### CONSIGNE ÉCRITE
Convertissez la totalité des items ci-dessous en liste numérotée, en omettant les lignes vides.

### DONNÉES DE L'EXERCICE
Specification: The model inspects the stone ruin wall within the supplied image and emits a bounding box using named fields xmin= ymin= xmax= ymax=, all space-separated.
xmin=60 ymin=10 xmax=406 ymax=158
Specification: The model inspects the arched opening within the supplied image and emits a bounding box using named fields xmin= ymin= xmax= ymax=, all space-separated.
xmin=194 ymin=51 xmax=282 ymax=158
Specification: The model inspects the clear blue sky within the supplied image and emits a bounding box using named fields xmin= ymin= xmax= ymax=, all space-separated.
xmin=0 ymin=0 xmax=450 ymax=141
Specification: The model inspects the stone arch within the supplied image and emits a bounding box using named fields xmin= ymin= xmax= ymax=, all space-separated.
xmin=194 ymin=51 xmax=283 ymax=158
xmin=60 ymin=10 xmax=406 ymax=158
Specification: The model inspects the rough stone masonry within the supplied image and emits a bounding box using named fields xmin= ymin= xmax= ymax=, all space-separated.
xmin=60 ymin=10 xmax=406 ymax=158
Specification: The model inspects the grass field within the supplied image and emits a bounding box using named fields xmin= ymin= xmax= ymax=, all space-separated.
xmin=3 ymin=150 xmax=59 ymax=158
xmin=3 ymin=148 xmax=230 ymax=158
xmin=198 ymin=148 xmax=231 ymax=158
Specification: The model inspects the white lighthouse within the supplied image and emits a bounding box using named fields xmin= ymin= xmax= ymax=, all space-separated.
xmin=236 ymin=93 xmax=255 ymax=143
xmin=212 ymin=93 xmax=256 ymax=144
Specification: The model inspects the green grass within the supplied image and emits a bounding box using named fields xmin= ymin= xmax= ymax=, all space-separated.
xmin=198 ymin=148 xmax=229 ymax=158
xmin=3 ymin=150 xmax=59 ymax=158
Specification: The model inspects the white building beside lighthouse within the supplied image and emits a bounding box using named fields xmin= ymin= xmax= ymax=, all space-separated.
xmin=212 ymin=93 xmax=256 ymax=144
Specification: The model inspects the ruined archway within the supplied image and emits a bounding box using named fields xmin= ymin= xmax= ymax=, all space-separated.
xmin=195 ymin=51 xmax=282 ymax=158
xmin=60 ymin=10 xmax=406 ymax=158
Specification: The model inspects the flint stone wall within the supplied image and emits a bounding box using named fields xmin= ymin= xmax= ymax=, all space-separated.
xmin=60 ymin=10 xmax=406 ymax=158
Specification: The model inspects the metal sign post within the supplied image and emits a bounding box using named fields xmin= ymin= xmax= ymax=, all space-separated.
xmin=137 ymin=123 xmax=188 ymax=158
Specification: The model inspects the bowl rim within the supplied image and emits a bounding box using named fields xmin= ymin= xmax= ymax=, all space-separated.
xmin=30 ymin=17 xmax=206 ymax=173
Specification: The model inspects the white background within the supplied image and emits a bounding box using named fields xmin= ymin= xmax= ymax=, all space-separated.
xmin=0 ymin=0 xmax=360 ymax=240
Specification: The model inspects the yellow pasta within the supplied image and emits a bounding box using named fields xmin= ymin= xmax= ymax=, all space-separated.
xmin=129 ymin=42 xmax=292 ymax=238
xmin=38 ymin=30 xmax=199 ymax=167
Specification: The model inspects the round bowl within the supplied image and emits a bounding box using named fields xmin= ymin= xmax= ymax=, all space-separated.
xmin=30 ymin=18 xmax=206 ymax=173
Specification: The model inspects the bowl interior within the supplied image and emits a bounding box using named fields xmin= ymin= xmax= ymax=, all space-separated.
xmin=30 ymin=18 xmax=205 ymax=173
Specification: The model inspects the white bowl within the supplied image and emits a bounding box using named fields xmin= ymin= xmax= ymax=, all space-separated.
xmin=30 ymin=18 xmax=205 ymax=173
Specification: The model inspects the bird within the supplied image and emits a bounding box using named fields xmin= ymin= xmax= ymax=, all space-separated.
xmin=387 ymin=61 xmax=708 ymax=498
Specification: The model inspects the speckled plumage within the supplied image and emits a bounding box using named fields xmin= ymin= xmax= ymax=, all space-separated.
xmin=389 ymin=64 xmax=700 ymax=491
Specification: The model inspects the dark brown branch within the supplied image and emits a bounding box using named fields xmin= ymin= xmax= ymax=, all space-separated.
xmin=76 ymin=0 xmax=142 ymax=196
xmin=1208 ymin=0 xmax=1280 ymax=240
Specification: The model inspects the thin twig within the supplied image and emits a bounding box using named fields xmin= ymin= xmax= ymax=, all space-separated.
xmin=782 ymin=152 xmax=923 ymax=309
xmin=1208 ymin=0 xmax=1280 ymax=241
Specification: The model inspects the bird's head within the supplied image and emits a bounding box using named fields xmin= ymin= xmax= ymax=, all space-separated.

### RÉPONSE À L'EXERCICE
1. Specification: The model inspects the stone ruin wall within the supplied image and emits a bounding box using named fields xmin= ymin= xmax= ymax=, all space-separated.
2. xmin=60 ymin=10 xmax=406 ymax=158
3. Specification: The model inspects the arched opening within the supplied image and emits a bounding box using named fields xmin= ymin= xmax= ymax=, all space-separated.
4. xmin=194 ymin=51 xmax=282 ymax=158
5. Specification: The model inspects the clear blue sky within the supplied image and emits a bounding box using named fields xmin= ymin= xmax= ymax=, all space-separated.
6. xmin=0 ymin=0 xmax=450 ymax=141
7. Specification: The model inspects the stone arch within the supplied image and emits a bounding box using named fields xmin= ymin= xmax= ymax=, all space-separated.
8. xmin=194 ymin=51 xmax=283 ymax=158
9. xmin=60 ymin=10 xmax=406 ymax=158
10. Specification: The model inspects the rough stone masonry within the supplied image and emits a bounding box using named fields xmin= ymin= xmax= ymax=, all space-separated.
11. xmin=60 ymin=10 xmax=406 ymax=158
12. Specification: The model inspects the grass field within the supplied image and emits a bounding box using named fields xmin= ymin= xmax= ymax=, all space-separated.
13. xmin=3 ymin=150 xmax=59 ymax=158
14. xmin=3 ymin=148 xmax=230 ymax=158
15. xmin=198 ymin=148 xmax=231 ymax=158
16. Specification: The model inspects the white lighthouse within the supplied image and emits a bounding box using named fields xmin= ymin= xmax= ymax=, all space-separated.
17. xmin=236 ymin=93 xmax=255 ymax=143
18. xmin=212 ymin=93 xmax=256 ymax=144
19. Specification: The model inspects the green grass within the supplied image and emits a bounding box using named fields xmin= ymin= xmax= ymax=, all space-separated.
20. xmin=198 ymin=148 xmax=229 ymax=158
21. xmin=3 ymin=150 xmax=59 ymax=158
22. Specification: The model inspects the white building beside lighthouse within the supplied image and emits a bounding box using named fields xmin= ymin= xmax= ymax=, all space-separated.
23. xmin=212 ymin=93 xmax=256 ymax=144
24. Specification: The model inspects the ruined archway within the supplied image and emits a bounding box using named fields xmin= ymin= xmax= ymax=, all space-separated.
25. xmin=195 ymin=51 xmax=282 ymax=158
26. xmin=60 ymin=10 xmax=406 ymax=158
27. Specification: The model inspects the flint stone wall within the supplied image and emits a bounding box using named fields xmin= ymin= xmax= ymax=, all space-separated.
28. xmin=60 ymin=10 xmax=406 ymax=158
29. Specification: The model inspects the metal sign post within the supplied image and emits a bounding box using named fields xmin= ymin= xmax= ymax=, all space-separated.
30. xmin=137 ymin=123 xmax=188 ymax=158
31. Specification: The model inspects the bowl rim within the supplied image and emits a bounding box using named fields xmin= ymin= xmax= ymax=, all space-separated.
32. xmin=30 ymin=17 xmax=206 ymax=173
33. Specification: The model inspects the white background within the supplied image and emits a bounding box using named fields xmin= ymin= xmax= ymax=, all space-separated.
34. xmin=0 ymin=0 xmax=360 ymax=240
35. Specification: The model inspects the yellow pasta within the supplied image and emits a bounding box using named fields xmin= ymin= xmax= ymax=, all space-separated.
36. xmin=129 ymin=42 xmax=292 ymax=238
37. xmin=38 ymin=30 xmax=199 ymax=167
38. Specification: The model inspects the round bowl within the supplied image and emits a bounding box using named fields xmin= ymin= xmax= ymax=, all space-separated.
39. xmin=30 ymin=18 xmax=206 ymax=173
40. Specification: The model inspects the bowl interior within the supplied image and emits a bounding box using named fields xmin= ymin= xmax= ymax=, all space-separated.
41. xmin=30 ymin=18 xmax=205 ymax=173
42. Specification: The model inspects the white bowl within the supplied image and emits a bounding box using named fields xmin= ymin= xmax= ymax=, all space-separated.
43. xmin=30 ymin=18 xmax=205 ymax=173
44. Specification: The model inspects the bird within the supplied image and emits a bounding box using named fields xmin= ymin= xmax= ymax=, all space-separated.
45. xmin=387 ymin=61 xmax=708 ymax=498
46. Specification: The model inspects the speckled plumage within the supplied image and emits a bounding box using named fields xmin= ymin= xmax= ymax=, all space-separated.
47. xmin=389 ymin=64 xmax=700 ymax=491
48. Specification: The model inspects the dark brown branch within the supplied image and emits a bounding box using named fields xmin= ymin= xmax= ymax=, all space-separated.
49. xmin=76 ymin=0 xmax=142 ymax=196
50. xmin=1208 ymin=0 xmax=1280 ymax=240
51. Specification: The model inspects the thin twig within the supplied image and emits a bounding box using named fields xmin= ymin= xmax= ymax=, all space-separated.
52. xmin=782 ymin=152 xmax=923 ymax=309
53. xmin=1208 ymin=0 xmax=1280 ymax=241
54. Specification: The model inspects the bird's head within the supplied image and emits a bounding box using named fields xmin= ymin= xmax= ymax=, all space-separated.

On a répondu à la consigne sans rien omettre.